» Stated problem
Reproduce the listing below line for line, without any changes, omitting the pictures.
┌─ Information provided
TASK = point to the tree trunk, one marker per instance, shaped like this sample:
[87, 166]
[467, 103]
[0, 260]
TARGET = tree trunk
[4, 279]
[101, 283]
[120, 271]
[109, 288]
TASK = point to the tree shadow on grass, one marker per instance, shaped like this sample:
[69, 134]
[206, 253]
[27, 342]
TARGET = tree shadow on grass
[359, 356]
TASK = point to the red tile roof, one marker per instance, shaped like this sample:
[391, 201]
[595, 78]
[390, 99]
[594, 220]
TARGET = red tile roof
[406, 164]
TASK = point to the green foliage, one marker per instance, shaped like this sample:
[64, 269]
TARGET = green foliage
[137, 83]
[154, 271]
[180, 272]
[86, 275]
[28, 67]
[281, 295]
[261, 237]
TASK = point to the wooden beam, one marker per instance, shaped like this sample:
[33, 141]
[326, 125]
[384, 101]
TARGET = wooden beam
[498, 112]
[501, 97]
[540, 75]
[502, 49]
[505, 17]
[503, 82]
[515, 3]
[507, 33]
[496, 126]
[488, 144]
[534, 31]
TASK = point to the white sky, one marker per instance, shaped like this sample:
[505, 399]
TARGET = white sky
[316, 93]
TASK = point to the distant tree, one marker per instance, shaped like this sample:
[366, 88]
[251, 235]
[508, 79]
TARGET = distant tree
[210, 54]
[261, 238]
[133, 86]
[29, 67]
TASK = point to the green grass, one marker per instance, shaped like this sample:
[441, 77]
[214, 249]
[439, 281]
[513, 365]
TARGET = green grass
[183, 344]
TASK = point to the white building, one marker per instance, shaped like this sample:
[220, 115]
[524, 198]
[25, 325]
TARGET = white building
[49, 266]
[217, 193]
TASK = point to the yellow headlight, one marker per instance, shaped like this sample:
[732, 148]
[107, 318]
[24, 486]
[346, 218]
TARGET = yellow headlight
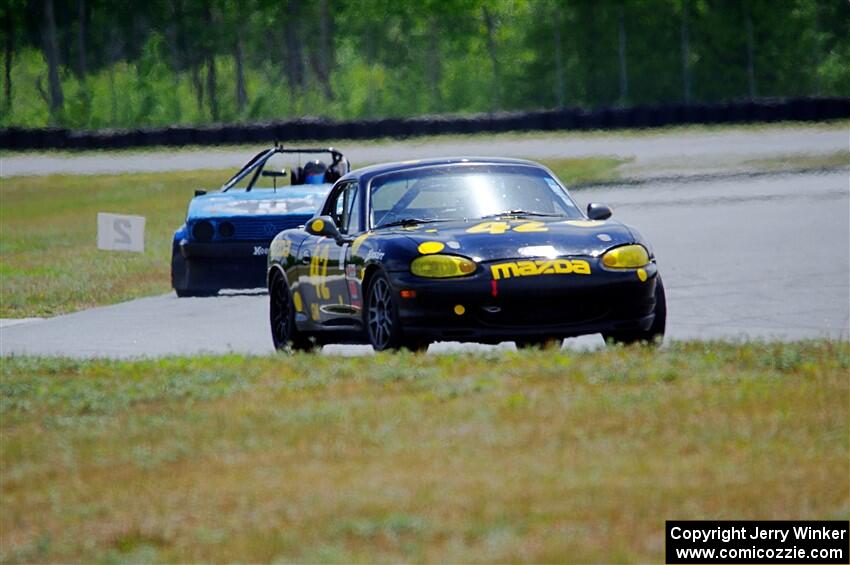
[442, 266]
[626, 257]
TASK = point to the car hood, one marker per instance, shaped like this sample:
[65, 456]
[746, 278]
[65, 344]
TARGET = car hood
[486, 240]
[295, 200]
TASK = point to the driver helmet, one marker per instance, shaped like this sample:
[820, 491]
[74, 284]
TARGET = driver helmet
[314, 172]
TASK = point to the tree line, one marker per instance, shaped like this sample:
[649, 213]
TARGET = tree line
[101, 63]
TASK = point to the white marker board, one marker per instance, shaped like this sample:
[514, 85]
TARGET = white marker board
[117, 232]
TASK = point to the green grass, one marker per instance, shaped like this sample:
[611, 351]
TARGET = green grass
[49, 261]
[527, 456]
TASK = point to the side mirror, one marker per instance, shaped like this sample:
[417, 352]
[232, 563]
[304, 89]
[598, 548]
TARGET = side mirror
[324, 226]
[597, 211]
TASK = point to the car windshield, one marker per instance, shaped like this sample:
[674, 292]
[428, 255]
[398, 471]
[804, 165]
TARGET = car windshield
└─
» Result of this exercise
TASK = point to the tree trunk, one marker per instance, shaped like this sample:
[87, 166]
[467, 103]
[0, 260]
TARGET = tree trunk
[4, 279]
[101, 283]
[120, 271]
[109, 288]
TASK = point to the tree shadow on grass, one marker per instance, shaped like this sample:
[69, 134]
[206, 253]
[27, 342]
TARGET = tree shadow on grass
[359, 356]
TASK = point to the red tile roof, one marker per instance, shaped like this sample:
[391, 201]
[595, 78]
[390, 99]
[594, 220]
TARGET = red tile roof
[406, 164]
TASK = point to the green foliage, one marker per instance, shaped like this sample:
[64, 269]
TARGET = green foliage
[137, 83]
[154, 271]
[180, 272]
[86, 275]
[28, 67]
[281, 295]
[261, 237]
TASK = point to the wooden beam, one marker per instance, shaped like this sample:
[33, 141]
[326, 125]
[384, 101]
TARGET = wooden beam
[498, 112]
[501, 97]
[540, 75]
[502, 49]
[505, 17]
[503, 82]
[515, 3]
[507, 33]
[496, 126]
[488, 144]
[534, 31]
TASK = point to the white sky, one marker per instance, shaped like this sample:
[505, 399]
TARGET = white sky
[316, 93]
TASK = point to the distant tree, one marker per instance, shaped like this sample:
[366, 88]
[251, 235]
[508, 79]
TARGET = distant tree
[210, 54]
[261, 238]
[133, 86]
[29, 67]
TASK = point to the green grass, one marker per instance, shaped like this sample:
[441, 77]
[214, 249]
[439, 281]
[513, 365]
TARGET = green grass
[183, 344]
TASK = point to the white building, one marker per instance, shaped like this sample:
[220, 115]
[524, 198]
[25, 325]
TARGET = white building
[49, 266]
[217, 193]
TASK = point to the yellow headlight, one marker per instance, shaped like this sample:
[732, 148]
[107, 318]
[24, 486]
[346, 218]
TARGET = yellow headlight
[442, 266]
[626, 257]
TASK = point to the car hood, one marker per instance, shaped like this sample:
[65, 456]
[746, 278]
[65, 344]
TARGET = car hood
[486, 240]
[295, 200]
TASK = point to the driver helmet, one marker per instance, shaped like this sample:
[820, 491]
[74, 284]
TARGET = driver helmet
[314, 172]
TASK = point to the tree line, one marker per instance, shaped like this sample:
[649, 213]
TARGET = tree line
[101, 63]
TASK = point to the white marker board, one marker per instance, shaped like this sample:
[514, 85]
TARGET = white marker board
[117, 232]
TASK = point to the green grass, one marker per instance, shaped like this sample:
[611, 351]
TARGET = green grass
[49, 261]
[527, 456]
TASK = point to the side mirror, one marker per instance, shaped like this sample:
[417, 352]
[232, 563]
[304, 89]
[598, 548]
TARGET = side mirror
[324, 226]
[597, 211]
TASK = point to the car windshield, one marker per instance, shaped like this sample:
[674, 292]
[428, 255]
[398, 471]
[804, 165]
TARGET = car windshield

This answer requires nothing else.